_Task objective_: Please pull out every line of the records that contains the word "with" and copy each one in full. Case counts, so match only that exact capitalization.

━━━━━ Data for the task

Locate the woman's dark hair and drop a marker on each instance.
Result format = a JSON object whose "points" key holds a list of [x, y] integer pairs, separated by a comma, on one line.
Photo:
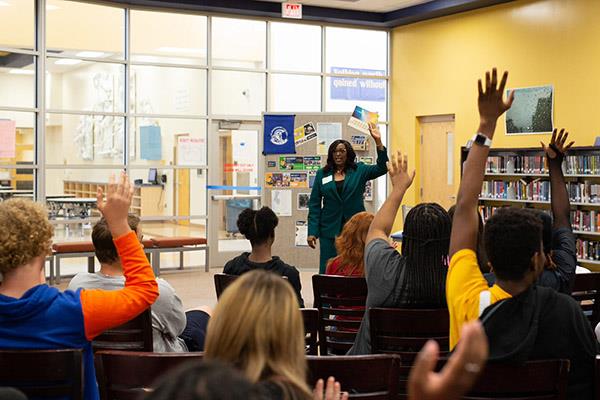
{"points": [[257, 225], [425, 243], [350, 156], [205, 380]]}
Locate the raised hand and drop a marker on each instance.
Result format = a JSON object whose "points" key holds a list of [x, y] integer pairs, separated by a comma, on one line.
{"points": [[333, 391], [459, 373], [491, 98], [557, 147], [116, 206], [398, 171], [374, 130]]}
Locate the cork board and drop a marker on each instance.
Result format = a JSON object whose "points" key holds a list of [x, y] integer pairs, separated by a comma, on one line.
{"points": [[285, 234]]}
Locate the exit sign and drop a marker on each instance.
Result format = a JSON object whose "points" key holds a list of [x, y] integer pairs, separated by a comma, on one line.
{"points": [[291, 10]]}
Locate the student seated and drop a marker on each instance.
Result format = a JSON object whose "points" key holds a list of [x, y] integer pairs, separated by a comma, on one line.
{"points": [[523, 321], [258, 328], [173, 330], [417, 277], [258, 226], [557, 233], [34, 315], [350, 246]]}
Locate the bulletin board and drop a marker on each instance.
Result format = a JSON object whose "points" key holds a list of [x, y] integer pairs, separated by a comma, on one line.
{"points": [[291, 183]]}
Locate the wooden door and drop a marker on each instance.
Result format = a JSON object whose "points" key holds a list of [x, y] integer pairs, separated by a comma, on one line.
{"points": [[181, 192], [437, 185]]}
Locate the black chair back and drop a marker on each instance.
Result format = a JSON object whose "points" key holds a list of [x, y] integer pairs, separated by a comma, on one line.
{"points": [[43, 373], [341, 304], [134, 335]]}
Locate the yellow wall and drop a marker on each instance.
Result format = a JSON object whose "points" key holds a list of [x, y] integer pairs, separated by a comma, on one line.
{"points": [[436, 64]]}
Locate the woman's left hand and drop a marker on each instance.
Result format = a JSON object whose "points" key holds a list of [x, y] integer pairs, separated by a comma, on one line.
{"points": [[374, 130]]}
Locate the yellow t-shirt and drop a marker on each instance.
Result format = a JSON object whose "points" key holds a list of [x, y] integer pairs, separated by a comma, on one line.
{"points": [[465, 286]]}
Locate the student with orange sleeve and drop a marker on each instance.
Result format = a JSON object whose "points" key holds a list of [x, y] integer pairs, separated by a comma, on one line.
{"points": [[34, 315]]}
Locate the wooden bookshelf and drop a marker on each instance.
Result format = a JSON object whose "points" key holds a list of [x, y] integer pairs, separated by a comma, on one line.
{"points": [[583, 174], [148, 200]]}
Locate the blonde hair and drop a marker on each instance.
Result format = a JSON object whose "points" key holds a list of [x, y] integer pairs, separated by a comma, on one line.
{"points": [[350, 245], [258, 327], [26, 233]]}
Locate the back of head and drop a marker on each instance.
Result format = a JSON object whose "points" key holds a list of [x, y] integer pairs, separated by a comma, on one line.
{"points": [[258, 226], [257, 327], [512, 237], [104, 247], [350, 245], [425, 242], [26, 233], [206, 380]]}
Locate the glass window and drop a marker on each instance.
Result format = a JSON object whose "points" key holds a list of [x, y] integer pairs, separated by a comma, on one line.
{"points": [[17, 19], [238, 93], [295, 47], [166, 90], [168, 37], [78, 29], [295, 93], [73, 84], [84, 139], [228, 50], [356, 51], [17, 79], [343, 94], [168, 141], [20, 147]]}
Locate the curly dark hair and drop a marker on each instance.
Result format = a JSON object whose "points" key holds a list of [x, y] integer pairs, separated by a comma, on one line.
{"points": [[350, 156], [257, 225], [512, 236], [425, 243]]}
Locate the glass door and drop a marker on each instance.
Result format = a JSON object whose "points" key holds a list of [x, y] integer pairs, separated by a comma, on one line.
{"points": [[234, 184]]}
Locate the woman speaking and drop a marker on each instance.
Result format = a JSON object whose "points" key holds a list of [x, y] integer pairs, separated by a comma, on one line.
{"points": [[337, 193]]}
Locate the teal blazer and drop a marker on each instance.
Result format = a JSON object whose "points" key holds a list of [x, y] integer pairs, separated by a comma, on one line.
{"points": [[327, 209]]}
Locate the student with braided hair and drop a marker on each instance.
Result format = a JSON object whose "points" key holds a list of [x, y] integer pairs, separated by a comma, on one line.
{"points": [[417, 277], [258, 226]]}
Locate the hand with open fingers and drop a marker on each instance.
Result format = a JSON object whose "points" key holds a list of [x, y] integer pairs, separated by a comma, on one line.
{"points": [[458, 375], [374, 130], [491, 97], [115, 207], [398, 171], [557, 148], [333, 391]]}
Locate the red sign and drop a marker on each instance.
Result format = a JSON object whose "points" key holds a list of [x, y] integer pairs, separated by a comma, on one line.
{"points": [[291, 10]]}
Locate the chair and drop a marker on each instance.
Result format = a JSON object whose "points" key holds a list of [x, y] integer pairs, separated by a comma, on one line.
{"points": [[134, 335], [373, 377], [43, 373], [586, 290], [125, 375], [340, 301], [405, 331], [544, 379], [222, 281], [311, 327]]}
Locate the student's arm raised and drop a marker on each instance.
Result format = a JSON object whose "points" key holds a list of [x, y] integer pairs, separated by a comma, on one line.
{"points": [[555, 153], [105, 309], [401, 181], [491, 106]]}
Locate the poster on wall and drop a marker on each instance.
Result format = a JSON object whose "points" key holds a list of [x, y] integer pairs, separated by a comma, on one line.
{"points": [[281, 202], [303, 199], [301, 234], [327, 133], [305, 133], [532, 111]]}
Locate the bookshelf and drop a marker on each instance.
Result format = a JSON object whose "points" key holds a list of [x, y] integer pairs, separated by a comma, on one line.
{"points": [[519, 177], [148, 200]]}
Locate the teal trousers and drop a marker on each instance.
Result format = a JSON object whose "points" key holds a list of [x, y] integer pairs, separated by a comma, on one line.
{"points": [[327, 251]]}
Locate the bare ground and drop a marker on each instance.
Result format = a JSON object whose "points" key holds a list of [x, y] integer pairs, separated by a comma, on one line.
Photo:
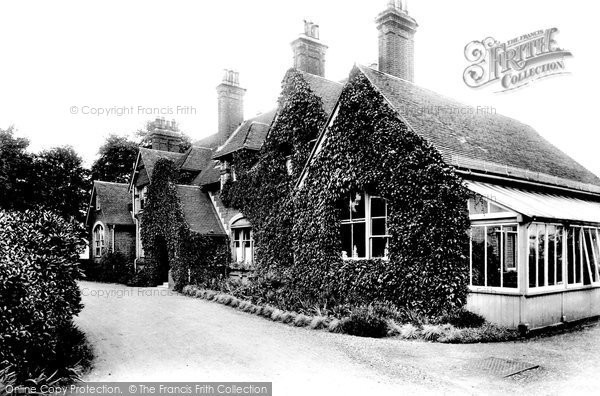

━━━━━━━━━━

_Exercise solution_:
Locate the student with orange sleeve and drop a marker on each instance.
Locate the student with braided hair and drop a marker on each instance.
Locate the hand with open fingers and drop a marker on each instance.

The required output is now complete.